Collect every line in the data that contains the word "green", and copy each one unchanged.
-*-
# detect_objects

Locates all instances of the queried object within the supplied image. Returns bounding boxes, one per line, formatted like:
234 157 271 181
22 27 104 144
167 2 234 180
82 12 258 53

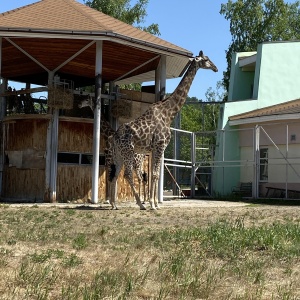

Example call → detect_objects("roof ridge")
62 0 111 31
0 0 38 16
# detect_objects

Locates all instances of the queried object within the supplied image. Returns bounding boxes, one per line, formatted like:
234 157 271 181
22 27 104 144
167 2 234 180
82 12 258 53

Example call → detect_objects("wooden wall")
2 119 48 201
1 115 147 202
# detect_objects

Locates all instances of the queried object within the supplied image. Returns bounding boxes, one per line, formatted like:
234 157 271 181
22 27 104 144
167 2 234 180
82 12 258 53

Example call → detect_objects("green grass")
0 206 300 300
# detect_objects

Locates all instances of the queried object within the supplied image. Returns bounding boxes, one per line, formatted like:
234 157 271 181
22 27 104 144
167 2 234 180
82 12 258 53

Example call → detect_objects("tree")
220 0 300 96
84 0 160 35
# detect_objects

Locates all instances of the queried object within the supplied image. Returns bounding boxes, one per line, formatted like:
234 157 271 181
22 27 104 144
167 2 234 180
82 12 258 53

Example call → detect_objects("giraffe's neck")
164 60 197 123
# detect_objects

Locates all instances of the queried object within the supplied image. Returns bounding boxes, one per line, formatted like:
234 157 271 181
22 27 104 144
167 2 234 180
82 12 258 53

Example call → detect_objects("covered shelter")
0 0 192 203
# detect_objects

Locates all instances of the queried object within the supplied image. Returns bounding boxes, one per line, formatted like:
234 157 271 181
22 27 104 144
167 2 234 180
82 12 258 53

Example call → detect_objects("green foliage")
220 0 300 96
85 0 160 35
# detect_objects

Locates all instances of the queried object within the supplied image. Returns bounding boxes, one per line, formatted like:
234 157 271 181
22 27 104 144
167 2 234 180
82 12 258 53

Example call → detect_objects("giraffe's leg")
150 147 164 209
110 164 122 209
124 161 146 210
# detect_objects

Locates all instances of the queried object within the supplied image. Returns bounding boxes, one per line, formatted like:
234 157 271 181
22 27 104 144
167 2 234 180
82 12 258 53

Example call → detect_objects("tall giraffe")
111 51 218 209
78 97 147 201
-*-
◆ Answer in full ◆
Example call → detect_objects("green grass")
Example call → detect_objects("green foliage")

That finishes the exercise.